**Activity**
Only the lines below between the ones containing "Coach wants every pink" and "Coach wants every stem", inclusive, are to be reproduced, each exactly as it stands.

[Collected data]
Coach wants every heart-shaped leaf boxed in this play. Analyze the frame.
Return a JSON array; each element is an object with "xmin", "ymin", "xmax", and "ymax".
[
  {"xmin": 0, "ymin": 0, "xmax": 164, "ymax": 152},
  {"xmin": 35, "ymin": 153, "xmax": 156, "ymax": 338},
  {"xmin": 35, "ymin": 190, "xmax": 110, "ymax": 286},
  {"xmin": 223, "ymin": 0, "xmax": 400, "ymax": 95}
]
...
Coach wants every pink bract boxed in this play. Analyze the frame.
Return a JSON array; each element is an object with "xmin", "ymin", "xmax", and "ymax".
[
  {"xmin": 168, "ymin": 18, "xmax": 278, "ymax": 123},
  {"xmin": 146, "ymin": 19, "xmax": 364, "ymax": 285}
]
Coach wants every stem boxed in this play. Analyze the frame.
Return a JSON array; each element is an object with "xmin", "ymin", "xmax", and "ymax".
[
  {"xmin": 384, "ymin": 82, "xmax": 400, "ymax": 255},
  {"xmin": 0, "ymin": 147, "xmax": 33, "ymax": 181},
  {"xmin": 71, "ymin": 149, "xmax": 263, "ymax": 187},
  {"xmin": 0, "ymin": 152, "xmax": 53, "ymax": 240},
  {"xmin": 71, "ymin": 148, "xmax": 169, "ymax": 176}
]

**Completed task**
Coach wants every pink bract boxed in this play. Analyze the frame.
Return a JSON array; each element is an object with "xmin", "ymin", "xmax", and "ymax".
[
  {"xmin": 168, "ymin": 18, "xmax": 278, "ymax": 123},
  {"xmin": 146, "ymin": 19, "xmax": 364, "ymax": 285}
]
Coach wants every stem boxed in this play. Analyze the frame.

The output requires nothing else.